Task material>
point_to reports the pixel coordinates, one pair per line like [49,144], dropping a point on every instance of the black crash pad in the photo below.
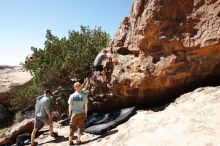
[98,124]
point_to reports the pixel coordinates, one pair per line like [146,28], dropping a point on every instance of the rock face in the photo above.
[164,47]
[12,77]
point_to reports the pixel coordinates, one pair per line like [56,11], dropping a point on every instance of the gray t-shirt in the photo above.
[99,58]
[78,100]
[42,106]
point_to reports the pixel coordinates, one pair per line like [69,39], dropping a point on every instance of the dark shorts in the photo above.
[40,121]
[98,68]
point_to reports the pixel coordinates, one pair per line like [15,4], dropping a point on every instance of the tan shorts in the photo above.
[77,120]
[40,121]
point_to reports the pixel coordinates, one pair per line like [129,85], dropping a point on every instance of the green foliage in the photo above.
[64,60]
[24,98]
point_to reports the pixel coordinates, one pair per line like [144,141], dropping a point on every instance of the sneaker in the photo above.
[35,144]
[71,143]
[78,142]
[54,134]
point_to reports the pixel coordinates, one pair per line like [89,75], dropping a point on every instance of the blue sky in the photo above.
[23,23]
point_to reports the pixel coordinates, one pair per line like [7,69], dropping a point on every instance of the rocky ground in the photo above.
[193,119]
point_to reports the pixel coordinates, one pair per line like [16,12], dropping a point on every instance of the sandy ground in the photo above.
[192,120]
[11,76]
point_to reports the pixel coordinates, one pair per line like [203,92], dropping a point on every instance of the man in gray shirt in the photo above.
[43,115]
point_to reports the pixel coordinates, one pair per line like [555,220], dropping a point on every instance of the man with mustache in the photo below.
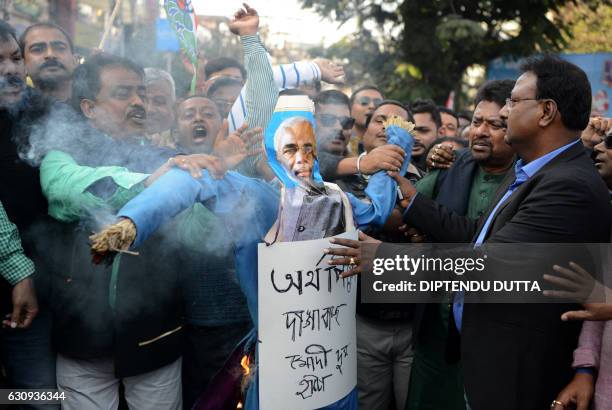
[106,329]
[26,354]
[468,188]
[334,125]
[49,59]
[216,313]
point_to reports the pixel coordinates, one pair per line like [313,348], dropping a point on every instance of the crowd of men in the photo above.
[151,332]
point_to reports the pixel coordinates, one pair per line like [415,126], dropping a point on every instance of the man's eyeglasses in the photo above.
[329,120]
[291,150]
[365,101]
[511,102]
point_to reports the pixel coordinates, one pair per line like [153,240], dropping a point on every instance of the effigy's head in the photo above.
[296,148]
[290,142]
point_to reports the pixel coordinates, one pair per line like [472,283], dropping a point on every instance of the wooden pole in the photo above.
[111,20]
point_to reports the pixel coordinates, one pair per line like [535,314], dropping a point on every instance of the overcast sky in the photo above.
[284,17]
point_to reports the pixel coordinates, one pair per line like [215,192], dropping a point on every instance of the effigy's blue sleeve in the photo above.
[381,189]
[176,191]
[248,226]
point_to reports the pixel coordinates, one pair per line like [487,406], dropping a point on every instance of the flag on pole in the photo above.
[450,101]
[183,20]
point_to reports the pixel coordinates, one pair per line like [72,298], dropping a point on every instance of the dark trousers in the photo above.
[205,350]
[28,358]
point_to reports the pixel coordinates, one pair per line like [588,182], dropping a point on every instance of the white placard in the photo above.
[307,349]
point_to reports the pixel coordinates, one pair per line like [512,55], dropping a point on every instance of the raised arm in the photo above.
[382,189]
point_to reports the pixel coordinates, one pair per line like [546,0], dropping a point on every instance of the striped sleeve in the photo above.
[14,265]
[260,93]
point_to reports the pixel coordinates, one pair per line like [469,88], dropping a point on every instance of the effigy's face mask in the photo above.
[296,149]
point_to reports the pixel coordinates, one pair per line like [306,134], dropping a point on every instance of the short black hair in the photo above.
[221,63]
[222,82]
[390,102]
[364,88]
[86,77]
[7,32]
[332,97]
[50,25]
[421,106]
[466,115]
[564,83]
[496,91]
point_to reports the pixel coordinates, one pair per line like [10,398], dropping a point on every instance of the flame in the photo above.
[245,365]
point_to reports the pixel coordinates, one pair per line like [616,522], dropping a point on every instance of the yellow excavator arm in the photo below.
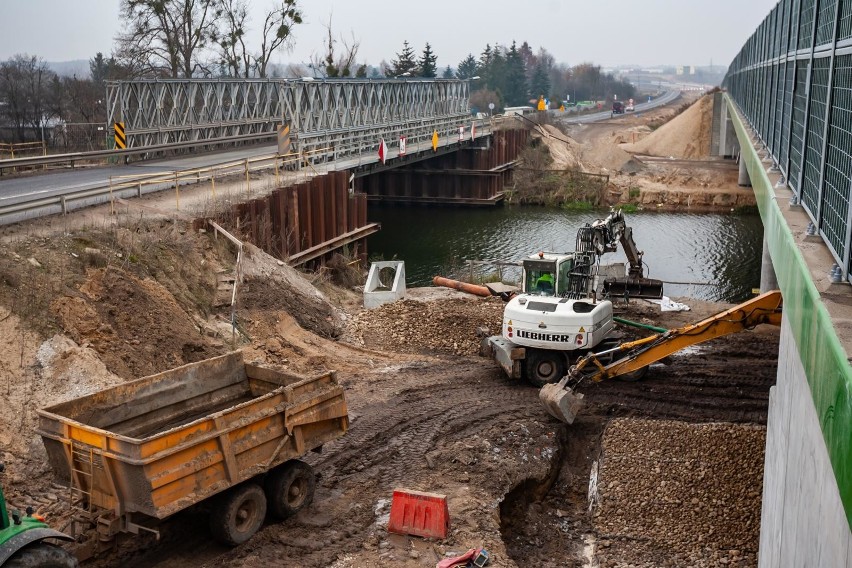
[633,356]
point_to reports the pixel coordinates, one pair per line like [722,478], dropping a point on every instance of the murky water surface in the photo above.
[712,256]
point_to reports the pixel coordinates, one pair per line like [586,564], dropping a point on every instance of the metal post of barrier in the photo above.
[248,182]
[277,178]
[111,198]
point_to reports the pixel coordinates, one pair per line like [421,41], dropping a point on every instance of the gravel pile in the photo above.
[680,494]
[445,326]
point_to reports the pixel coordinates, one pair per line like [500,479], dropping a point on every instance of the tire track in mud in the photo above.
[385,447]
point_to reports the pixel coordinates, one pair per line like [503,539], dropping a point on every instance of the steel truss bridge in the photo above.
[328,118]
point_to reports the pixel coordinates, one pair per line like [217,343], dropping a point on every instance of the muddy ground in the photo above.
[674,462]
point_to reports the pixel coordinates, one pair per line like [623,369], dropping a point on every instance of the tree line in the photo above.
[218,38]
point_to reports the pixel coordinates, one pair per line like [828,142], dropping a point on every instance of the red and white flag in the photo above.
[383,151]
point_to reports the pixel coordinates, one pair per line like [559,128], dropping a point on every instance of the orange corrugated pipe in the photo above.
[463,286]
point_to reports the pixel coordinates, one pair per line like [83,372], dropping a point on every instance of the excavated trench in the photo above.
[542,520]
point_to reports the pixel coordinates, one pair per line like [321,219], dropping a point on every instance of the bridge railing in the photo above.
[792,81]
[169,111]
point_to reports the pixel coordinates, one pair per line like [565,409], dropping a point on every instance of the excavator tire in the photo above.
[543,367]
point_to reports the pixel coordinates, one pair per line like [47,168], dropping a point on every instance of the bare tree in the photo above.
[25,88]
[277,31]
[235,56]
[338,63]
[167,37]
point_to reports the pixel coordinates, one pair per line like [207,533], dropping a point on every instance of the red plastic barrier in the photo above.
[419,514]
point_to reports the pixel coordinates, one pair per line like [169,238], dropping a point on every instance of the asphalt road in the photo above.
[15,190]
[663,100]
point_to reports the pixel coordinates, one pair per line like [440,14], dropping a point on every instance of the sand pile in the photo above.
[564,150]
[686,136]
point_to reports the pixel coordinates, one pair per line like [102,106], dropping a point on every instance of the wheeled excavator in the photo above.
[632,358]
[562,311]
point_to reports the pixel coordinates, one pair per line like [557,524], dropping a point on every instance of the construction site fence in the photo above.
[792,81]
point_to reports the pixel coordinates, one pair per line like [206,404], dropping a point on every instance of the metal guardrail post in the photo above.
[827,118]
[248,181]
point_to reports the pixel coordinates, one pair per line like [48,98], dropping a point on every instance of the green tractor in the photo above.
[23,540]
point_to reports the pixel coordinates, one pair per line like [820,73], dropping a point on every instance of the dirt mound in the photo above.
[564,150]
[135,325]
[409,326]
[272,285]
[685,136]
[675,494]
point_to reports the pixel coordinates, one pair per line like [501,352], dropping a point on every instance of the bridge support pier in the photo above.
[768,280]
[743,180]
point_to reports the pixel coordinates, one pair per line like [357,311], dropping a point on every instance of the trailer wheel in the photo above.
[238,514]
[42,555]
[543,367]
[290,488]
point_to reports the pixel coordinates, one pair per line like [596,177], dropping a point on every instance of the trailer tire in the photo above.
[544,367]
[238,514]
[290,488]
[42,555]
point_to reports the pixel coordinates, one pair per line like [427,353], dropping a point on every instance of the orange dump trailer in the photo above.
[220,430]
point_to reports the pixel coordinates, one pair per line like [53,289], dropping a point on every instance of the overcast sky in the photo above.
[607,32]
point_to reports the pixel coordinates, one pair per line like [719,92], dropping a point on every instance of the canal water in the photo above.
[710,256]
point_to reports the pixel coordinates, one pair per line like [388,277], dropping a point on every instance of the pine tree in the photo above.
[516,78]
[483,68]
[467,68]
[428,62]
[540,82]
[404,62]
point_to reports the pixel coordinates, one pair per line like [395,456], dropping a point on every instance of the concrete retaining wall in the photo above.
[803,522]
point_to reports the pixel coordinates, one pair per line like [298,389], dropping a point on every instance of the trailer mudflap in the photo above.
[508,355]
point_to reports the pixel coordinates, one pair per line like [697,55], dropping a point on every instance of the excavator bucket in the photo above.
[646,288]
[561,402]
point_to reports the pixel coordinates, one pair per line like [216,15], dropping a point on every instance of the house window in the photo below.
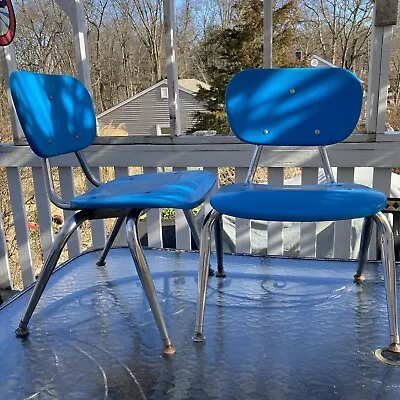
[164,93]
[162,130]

Set exercise> Render the items from the line containing "bucket in the photo above." through the end of the items as a Markdown table with the columns Row and Line, leaving out blank lines and pictures.

Answer to this task>
| Row | Line |
|---|---|
| 1 | point_to reports the pixel coordinates, one pair per line like [697,55], dropping a point on every instance of the excavator bucket in the photo above. |
| 2 | [646,288] |
| 3 | [561,402] |
| 4 | point_to reports the pixel coordinates, one pair per line like [216,15], dropping a point on every instance of the house window in the photo below. |
| 5 | [164,93] |
| 6 | [162,130] |